Material for the task:
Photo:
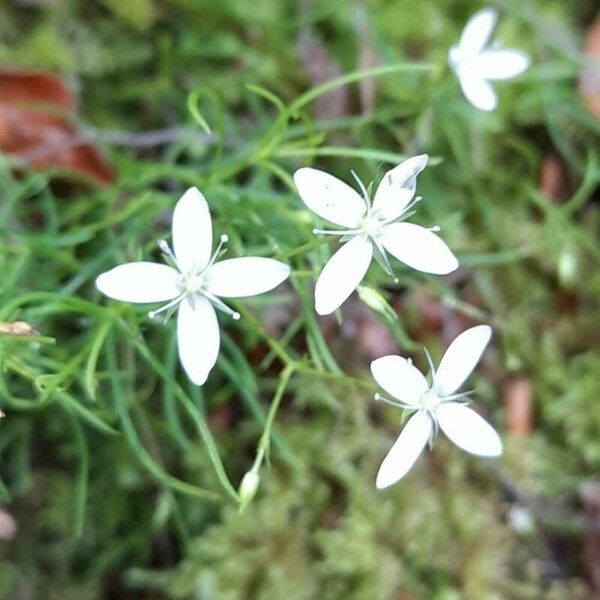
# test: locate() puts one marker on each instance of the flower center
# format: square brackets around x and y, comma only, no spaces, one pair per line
[372,225]
[192,283]
[429,401]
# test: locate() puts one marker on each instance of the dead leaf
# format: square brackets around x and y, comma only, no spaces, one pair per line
[17,328]
[518,408]
[35,126]
[26,87]
[589,79]
[553,178]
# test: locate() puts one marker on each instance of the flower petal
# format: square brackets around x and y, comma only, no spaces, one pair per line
[419,248]
[397,187]
[477,90]
[499,64]
[468,430]
[342,274]
[405,451]
[477,32]
[140,282]
[192,231]
[329,197]
[246,276]
[460,359]
[198,338]
[400,378]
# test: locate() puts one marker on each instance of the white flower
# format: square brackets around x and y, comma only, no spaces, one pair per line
[195,283]
[370,228]
[435,405]
[476,63]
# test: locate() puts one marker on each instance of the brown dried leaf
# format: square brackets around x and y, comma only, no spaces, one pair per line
[589,79]
[553,178]
[45,140]
[518,406]
[8,526]
[17,328]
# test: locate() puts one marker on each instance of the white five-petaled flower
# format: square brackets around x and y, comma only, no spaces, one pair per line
[370,229]
[195,283]
[435,405]
[476,63]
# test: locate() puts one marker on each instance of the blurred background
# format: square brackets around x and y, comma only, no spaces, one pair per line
[101,110]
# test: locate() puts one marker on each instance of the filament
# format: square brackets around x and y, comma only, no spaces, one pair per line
[152,314]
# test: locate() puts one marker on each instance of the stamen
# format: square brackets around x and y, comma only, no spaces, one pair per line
[222,306]
[363,189]
[152,314]
[223,239]
[166,250]
[336,232]
[379,398]
[431,367]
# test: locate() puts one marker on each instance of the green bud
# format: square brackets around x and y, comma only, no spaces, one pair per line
[248,488]
[567,267]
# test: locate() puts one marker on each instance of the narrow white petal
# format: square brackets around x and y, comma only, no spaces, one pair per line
[342,274]
[461,358]
[419,248]
[198,338]
[192,231]
[477,90]
[140,282]
[499,64]
[397,187]
[246,276]
[329,197]
[405,451]
[468,430]
[400,378]
[477,32]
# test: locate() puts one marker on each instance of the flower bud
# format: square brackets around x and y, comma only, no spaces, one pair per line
[248,488]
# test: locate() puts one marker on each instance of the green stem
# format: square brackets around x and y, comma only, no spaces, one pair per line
[265,438]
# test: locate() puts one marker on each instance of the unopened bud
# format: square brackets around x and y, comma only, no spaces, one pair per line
[248,488]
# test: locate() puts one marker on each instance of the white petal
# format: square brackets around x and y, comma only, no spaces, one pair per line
[477,90]
[140,282]
[329,197]
[419,248]
[468,430]
[192,231]
[246,276]
[477,32]
[400,378]
[405,451]
[461,358]
[499,64]
[398,186]
[198,338]
[342,274]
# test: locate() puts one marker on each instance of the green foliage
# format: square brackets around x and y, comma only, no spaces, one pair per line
[119,473]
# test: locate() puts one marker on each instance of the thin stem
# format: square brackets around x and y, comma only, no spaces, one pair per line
[265,438]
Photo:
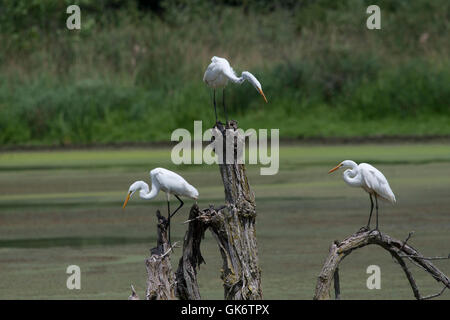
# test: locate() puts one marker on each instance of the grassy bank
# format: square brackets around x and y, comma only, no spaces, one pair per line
[133,72]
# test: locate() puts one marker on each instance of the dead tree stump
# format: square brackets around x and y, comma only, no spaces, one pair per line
[399,250]
[232,226]
[160,277]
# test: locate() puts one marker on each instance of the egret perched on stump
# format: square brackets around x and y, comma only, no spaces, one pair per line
[370,179]
[217,75]
[167,181]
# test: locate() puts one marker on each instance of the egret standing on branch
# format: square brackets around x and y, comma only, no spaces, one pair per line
[217,75]
[370,179]
[167,181]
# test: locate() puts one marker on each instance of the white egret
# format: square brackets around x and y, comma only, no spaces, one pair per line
[370,179]
[219,72]
[168,182]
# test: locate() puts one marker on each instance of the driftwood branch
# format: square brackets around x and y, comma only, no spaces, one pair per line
[232,226]
[399,250]
[160,277]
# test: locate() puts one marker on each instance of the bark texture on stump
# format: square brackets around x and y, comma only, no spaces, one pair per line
[160,277]
[233,227]
[186,276]
[399,250]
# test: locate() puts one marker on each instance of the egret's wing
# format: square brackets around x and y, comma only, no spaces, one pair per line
[375,180]
[228,72]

What needs to be done: Exactly as written, give the line containing "the driftwood branch" and all remaining lines of the records.

Complete response:
# test: locate() puts one marker on each instance of the driftwood branch
# format: square brackets around x and y, comma only, no spaces, one pair per line
[232,226]
[399,250]
[160,277]
# test: locate() puts one marker on each instance of the bark texture on stump
# format: square brackets around x and y, comma only, no spaces, one pair per line
[160,277]
[233,227]
[186,276]
[399,250]
# test: locate() puts one marker on each instance of the egret's wing
# format: square brackets around x and y, comma only, no spaces, one pair per line
[375,180]
[228,72]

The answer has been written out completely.